PASSAGE SHOWN -
########################################

The guessed velocity at the new time level does not satisfy the continuity equation. Hence, the guessed velocity is corrected with the pressure correction field in a vorticity manner whose divergence of velocities are close to zero.

$$\begin{aligned} \mathbf{U }^{n+1}-\frac{\delta t}{2{\hbox {Re}}_{\tau }}\nabla ^{2}\mathbf{U }^{*}=\mathbf{U }^{n}-\delta t(\nabla P^{n+1}+(\mathbf{U }^{n}.\nabla )\mathbf{U }^{n}+{\tilde{f}}^{n}-\frac{1}{2{\hbox {Re}}_{\tau }}\nabla ^{2}\mathbf{U }^{n}) \end{aligned}$$

(4)

Subtracting Eq. (3) from Eq. (4) yields following expression for corrected velocity:

$$\begin{aligned} \mathbf{U }^{n+1}-\mathbf{U }^{*}=-\delta t\{\nabla (P^{n+1}-P^{n})\} \end{aligned}$$

(5)

where the corrected pressure is expressed as:

$$\begin{aligned} P^{'} = P^{n+1}-P^{n} \end{aligned}$$

(6)

The corrected pressure is such that the obtained corrected velocity from Eq. (5) must satisfy the continuity equation (\(\nabla .{\mathbf{U }^{n+1}} = 0\)). The divergence of Eq. (5) results in pressure correction Poisson equation (PCPE):

$$\begin{aligned} \nabla ^{2}P^{'}=\frac{\nabla .\mathbf{U }^{*}}{\delta t} \end{aligned}$$

(7)

The above Poisson equation is solved to calculate pressure correction. The discretization of Eq. (7) is handled carefully in order to avoid pressure-velocity decoupling. The non-physical behavior due to the discretization of PCPE is avoided by utilizing conservative differencing as reported by Hasan and Sanghi [17]. The divergence operator of PCPE is discretized compactly on the points midway between the grid points. The Rhie and Chow [19] momentum interpolation technique is invoked to discretize the divergence of guessed velocity. The momentum interpolation technique calculates the velocity midway between adjacent grid points which helps to maintain the pressure-velocity coupling. The discrete PCPE are solved using generalized minimal residual [22] (GMRES) solver having a residual tolerance of \(10^{-5}\). Subsequently, the obtained corrected pressure (\(P{'}\)) is used to update new-time level pressure field (\(P^{n+1}\)) using Eq. (6). The new-time level velocity field is finally calculated by:

$$\begin{aligned} \mathbf{U }^{n+1}= \mathbf{U }^{*}-\delta t\{\nabla P^{'}\} \end{aligned}$$

(8)

########################################

PROVIDED DATA -
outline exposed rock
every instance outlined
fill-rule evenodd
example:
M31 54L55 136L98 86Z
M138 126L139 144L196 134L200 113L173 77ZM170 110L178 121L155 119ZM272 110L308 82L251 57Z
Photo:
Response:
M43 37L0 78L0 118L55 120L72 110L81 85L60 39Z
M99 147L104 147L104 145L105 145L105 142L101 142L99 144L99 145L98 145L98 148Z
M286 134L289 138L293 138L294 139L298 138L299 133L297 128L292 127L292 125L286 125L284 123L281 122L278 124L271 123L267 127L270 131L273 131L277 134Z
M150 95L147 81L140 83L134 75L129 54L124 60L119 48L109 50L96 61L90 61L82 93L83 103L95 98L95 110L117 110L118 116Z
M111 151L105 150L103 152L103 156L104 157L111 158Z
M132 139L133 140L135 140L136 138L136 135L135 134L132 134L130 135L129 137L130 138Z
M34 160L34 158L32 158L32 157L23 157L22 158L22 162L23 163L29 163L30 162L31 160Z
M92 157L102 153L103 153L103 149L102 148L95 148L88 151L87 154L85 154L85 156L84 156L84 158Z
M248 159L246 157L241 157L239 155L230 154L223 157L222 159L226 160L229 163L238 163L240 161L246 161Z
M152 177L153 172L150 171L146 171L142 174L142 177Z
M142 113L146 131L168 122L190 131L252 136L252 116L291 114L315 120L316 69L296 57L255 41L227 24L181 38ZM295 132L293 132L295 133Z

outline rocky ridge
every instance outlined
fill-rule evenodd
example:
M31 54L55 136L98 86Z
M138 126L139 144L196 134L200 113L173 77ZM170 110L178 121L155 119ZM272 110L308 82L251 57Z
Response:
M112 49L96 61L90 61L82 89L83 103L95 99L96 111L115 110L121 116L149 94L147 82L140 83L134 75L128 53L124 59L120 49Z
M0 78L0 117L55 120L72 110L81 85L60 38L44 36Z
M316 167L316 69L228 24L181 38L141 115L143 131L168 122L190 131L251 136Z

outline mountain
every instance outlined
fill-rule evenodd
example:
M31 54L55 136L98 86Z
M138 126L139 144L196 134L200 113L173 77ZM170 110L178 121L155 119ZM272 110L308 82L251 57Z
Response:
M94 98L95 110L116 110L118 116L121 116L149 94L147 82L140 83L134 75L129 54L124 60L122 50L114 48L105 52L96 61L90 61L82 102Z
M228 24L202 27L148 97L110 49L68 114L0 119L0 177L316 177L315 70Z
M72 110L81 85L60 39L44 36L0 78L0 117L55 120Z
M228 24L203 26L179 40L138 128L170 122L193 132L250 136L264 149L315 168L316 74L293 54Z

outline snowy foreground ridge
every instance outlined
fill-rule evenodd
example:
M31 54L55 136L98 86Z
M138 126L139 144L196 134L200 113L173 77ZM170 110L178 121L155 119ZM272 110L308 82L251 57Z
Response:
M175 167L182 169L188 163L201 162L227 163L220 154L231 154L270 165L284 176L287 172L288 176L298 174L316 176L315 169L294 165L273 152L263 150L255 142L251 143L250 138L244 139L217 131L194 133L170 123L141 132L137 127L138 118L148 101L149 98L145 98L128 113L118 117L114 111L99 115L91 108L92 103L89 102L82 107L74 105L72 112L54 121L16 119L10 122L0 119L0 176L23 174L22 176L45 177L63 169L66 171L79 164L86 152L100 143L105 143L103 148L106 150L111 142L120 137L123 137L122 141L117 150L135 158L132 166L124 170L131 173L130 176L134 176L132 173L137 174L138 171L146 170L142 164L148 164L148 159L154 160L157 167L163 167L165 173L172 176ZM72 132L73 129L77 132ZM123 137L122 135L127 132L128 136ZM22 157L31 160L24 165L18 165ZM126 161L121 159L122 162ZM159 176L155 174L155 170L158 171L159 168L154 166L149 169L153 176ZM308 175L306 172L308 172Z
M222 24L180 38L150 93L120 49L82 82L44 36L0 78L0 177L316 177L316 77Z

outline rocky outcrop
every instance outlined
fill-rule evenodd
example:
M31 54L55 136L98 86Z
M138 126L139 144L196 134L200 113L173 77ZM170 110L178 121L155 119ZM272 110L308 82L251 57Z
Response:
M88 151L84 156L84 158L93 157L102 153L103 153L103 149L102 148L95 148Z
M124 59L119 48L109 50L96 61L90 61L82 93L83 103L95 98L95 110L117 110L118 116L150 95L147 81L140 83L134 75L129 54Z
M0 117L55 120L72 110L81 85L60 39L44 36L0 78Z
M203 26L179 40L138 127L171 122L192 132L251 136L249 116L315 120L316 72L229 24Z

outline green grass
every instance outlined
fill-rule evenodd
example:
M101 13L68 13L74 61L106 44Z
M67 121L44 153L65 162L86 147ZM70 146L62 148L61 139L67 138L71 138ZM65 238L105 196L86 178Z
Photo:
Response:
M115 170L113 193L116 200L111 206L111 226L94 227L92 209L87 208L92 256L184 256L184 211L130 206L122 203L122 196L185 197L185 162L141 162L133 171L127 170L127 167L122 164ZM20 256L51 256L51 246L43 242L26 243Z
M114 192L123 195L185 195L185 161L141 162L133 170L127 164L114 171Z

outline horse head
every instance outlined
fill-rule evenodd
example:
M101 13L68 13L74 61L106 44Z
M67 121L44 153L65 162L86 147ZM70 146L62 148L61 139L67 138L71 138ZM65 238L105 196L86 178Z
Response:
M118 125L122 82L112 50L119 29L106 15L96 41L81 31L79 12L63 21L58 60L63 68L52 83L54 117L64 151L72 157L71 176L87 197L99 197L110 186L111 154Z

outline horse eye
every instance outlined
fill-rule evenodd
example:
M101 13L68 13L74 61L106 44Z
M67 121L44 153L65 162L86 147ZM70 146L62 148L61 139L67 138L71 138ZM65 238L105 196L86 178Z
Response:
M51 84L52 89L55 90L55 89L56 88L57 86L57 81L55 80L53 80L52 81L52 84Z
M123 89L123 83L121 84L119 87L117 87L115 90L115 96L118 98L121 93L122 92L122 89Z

########################################

SET OF TASKS -
**1.** In the pressure-correction passage, which technique is used to discretize the divergence of the guessed velocity?
**2.** Transcribe the part of the pressure-correction passage between "The guessed velocity at" and "close to zero.", inclusive.
**3.** Pick up the pressure-correction passage where it stops and continue writing it.

SOLVED PROBLEMS -
**1.** The Rhie and Chow momentum interpolation technique.

**2.**
The guessed velocity at the new time level does not satisfy the continuity equation. Hence, the guessed velocity is corrected with the pressure correction field in a vorticity manner whose divergence of velocities are close to zero.

**3.**
The four solid walls are imposed with no-slip boundary conditions. The flow is periodic in stream-wise direction, maintained with the constant pressure gradient. Non-uniform grids are employed in transverse and span-wise directions to capture wall effect, whereas the stream-wise grid is uniform. The non-uniform grid distribution in transverse and span-wise directions is hyperbolic-tangent [4] function. The developed DNS code is made computationally efficient with three-dimensional domain-decomposition parallelization in Cartesian topology using MPI library. Simulations were carried out on PADUM supercomputer (Hybrid High Performance Computing Facility at IITD) consisting of 238 CPU nodes with 2x E5-2680 v3 2.5GHz/12-Core 64 GB RAM. Maximum 156480 CPU hours were required to run on 192 cores for \(\hbox {Re}_\tau\) = 300 case.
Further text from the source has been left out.